━━━ ENTRIES PROVIDED

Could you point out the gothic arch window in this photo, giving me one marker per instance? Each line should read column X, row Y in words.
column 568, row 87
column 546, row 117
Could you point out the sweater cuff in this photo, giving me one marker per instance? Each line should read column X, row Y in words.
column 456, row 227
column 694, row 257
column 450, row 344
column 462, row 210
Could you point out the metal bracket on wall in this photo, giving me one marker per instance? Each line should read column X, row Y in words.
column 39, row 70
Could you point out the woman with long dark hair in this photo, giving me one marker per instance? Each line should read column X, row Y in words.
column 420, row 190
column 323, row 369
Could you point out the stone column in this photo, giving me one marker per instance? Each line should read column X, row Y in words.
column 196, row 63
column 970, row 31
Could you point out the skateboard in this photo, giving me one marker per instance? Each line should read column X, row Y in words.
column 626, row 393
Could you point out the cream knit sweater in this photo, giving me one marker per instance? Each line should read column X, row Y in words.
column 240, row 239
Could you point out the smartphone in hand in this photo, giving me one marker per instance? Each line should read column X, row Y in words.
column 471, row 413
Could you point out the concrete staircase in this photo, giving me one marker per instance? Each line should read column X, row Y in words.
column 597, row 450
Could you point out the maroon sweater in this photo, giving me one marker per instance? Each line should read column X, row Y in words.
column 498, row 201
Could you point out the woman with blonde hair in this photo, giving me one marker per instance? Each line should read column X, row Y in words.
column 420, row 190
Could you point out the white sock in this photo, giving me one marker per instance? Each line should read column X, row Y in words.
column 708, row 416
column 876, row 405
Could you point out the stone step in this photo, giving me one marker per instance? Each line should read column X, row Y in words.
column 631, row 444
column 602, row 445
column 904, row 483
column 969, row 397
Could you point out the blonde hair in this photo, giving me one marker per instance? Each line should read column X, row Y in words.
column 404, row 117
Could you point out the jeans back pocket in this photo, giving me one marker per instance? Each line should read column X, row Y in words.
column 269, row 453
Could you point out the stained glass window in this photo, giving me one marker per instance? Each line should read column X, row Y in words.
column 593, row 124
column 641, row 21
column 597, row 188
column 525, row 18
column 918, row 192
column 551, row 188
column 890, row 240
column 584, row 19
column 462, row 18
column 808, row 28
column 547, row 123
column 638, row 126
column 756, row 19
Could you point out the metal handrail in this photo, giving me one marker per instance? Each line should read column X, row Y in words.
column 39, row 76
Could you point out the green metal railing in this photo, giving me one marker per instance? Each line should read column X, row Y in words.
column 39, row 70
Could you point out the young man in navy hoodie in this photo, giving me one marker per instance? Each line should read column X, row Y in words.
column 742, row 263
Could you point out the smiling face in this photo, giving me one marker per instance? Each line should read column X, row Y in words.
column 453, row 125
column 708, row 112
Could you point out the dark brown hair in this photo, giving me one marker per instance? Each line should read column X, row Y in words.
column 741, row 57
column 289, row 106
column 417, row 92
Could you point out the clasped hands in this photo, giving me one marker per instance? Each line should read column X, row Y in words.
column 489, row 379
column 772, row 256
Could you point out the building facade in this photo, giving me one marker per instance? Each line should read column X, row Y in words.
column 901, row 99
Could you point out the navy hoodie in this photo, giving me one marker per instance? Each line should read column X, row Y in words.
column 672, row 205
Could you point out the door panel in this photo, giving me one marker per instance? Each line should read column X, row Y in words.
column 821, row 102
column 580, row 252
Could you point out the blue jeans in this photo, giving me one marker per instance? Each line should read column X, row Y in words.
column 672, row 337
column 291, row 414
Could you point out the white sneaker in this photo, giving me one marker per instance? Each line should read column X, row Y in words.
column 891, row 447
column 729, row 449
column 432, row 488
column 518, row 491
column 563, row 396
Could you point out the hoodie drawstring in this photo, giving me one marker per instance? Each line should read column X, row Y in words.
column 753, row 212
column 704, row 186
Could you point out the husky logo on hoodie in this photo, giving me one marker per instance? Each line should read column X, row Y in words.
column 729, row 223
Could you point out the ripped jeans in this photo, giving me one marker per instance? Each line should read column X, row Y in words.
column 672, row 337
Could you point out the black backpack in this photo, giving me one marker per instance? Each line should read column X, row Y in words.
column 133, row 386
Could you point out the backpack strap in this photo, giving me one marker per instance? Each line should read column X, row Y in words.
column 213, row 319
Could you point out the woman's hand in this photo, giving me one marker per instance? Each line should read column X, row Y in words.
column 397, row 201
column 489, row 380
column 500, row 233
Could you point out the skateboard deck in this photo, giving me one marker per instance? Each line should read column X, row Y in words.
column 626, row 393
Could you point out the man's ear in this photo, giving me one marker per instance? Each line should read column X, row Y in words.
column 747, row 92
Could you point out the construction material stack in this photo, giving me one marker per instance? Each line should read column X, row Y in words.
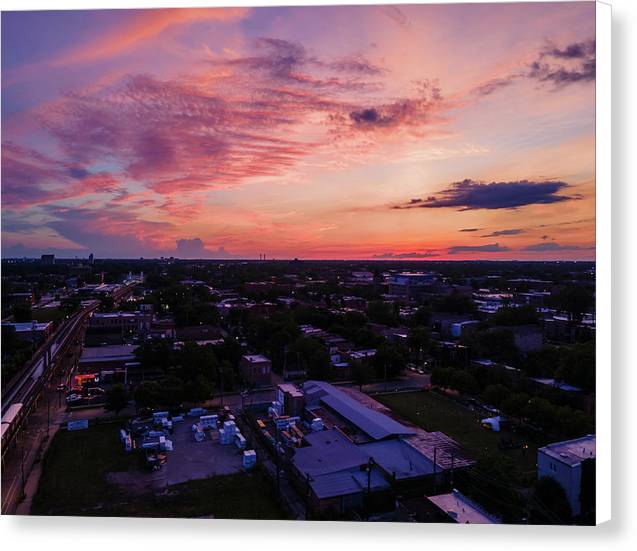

━━━━━━

» **WHAT YOU SHOULD DO**: Please retype every record shown above, exactly as written, but without pictures.

» **EXERCISE OUTPUT**:
Could you point out the gothic arch window in this photo, giving me one marker per instance? Each line should read column X, row Y in words.
column 568, row 87
column 546, row 117
Could you point out the sweater cuff in this photo, giving me one marker per instance? Each line should read column X, row Y in words.
column 456, row 227
column 694, row 257
column 450, row 344
column 462, row 210
Could you point out the metal bracket on wall in this photo, giving me one marker per instance? Each line should read column X, row Y in words.
column 39, row 70
Could you point out the woman with long dark hair in this photo, giving me one marker per instance? Each line should read column X, row Y in words.
column 420, row 190
column 323, row 369
Could you point out the stone column in this photo, giving me one marker per instance? Each line should read column X, row Y in words.
column 196, row 63
column 970, row 31
Could you point out the skateboard in this photo, giving me one marker per instance? Each line should read column X, row Y in words.
column 626, row 393
Could you point out the cream knit sweater in this photo, giving me one marker per instance? Each line should read column X, row Y in words.
column 240, row 239
Could you point out the smartphone in hand in this photo, giving me one marker per instance? Each line should read column X, row Y in words.
column 471, row 413
Could you point out the concrete staircase in this photo, giving me one marker per instance? Each line should read column X, row Y in words.
column 597, row 450
Could you point out the maroon sweater in this photo, giving me one marker per instance? Each line should read column X, row Y in words.
column 498, row 201
Could you point out the woman with blonde hair in this photo, giving me one marker per instance? Each line should read column X, row Y in words.
column 420, row 190
Could you point out the white sock in this photo, giving me one marker per instance? Each line should read column X, row Y in words.
column 708, row 416
column 876, row 405
Could you point out the stone step in this photo, giving me one marker per instance? Each line should read column X, row Y in words.
column 631, row 444
column 602, row 445
column 904, row 483
column 969, row 397
Could you point out the blonde hair in this photo, giving me one marker per instance? Each line should read column X, row Y in words.
column 404, row 117
Could you point out the jeans back pocket in this photo, giving me one marker per instance? Each line should read column X, row Y in words.
column 269, row 453
Could you point out the stained glass window in this photo, giving me one marker per instance? Each line should read column X, row Y in words.
column 593, row 124
column 641, row 21
column 597, row 188
column 525, row 18
column 918, row 192
column 551, row 188
column 890, row 240
column 584, row 19
column 462, row 18
column 808, row 28
column 547, row 123
column 638, row 126
column 756, row 19
Could you point out the metal handrail in this photo, giving me one marker per instance? Each line should read column X, row Y in words.
column 39, row 76
Could you point out the green metal railing in this photo, giving me one marker per instance? Each line should read column X, row Y in words.
column 39, row 70
Could you point out the young man in navy hoodie in this photo, giving me one marker per instance? Each line should read column X, row Y in words.
column 742, row 263
Could you point out the smiling face in this photo, giving me one marker per instance? Each line should read column X, row Y in words.
column 453, row 125
column 708, row 112
Could you point out the dark brown hair in this photo, giving me one marker per instance? Each line should read column X, row Y in words.
column 741, row 57
column 289, row 106
column 417, row 92
Could you point out the clasped hands in this photo, giving me one marker per instance? Each line should read column X, row Y in words.
column 489, row 379
column 772, row 256
Could you point out the building facade in this photo, giving me one marker per instance? Each line should read column X, row Y in words.
column 901, row 99
Could you point out the navy hoodie in this photo, giving me one marker per instance? Each line should read column X, row Y in words.
column 672, row 205
Could you point out the door panel in this photo, giving me one marker per instance? Each line should read column X, row Y in words.
column 821, row 102
column 580, row 252
Could you point out the blue jeans in this photo, giving me one marker per instance? Each line should read column X, row Y in words.
column 672, row 337
column 291, row 414
Could you point out the white sneaker in this photo, giving me one marker per instance? Each line should read column X, row Y in words.
column 891, row 447
column 729, row 449
column 432, row 488
column 518, row 491
column 563, row 396
Could you point out the hoodie drawstring in this photo, giving me one marker per instance? Each line should read column X, row Y in words.
column 753, row 212
column 704, row 186
Could you point out the husky logo on hoodie in this photo, giving me one marker per instance? Each line should read column X, row Y in words.
column 729, row 223
Could you point out the ripped jeans in this photo, giving me one marker per instance? Each line should read column X, row Y in words.
column 672, row 337
Could you point out the black backpack in this photo, giving me one marker per instance? Each line should read column X, row Y in words.
column 133, row 386
Could you point out the backpack strap in this photo, giving me one marker per instance? Each line should read column X, row Y in words.
column 213, row 319
Could you point out the woman's hand in this photo, giving me one marker per instance? Each line should read column X, row Y in words.
column 397, row 201
column 489, row 380
column 500, row 233
Could you point out the skateboard deck in this photo, giving me one marker per instance? Each line should read column X, row Y in words.
column 626, row 393
Could you point out the man's ear in this photo, giving me one marker per instance? Each line should read column X, row Y in words.
column 747, row 92
Could you point out the construction material stack in this photo, giving me one marker per instance? Each line should read column X, row Y in words.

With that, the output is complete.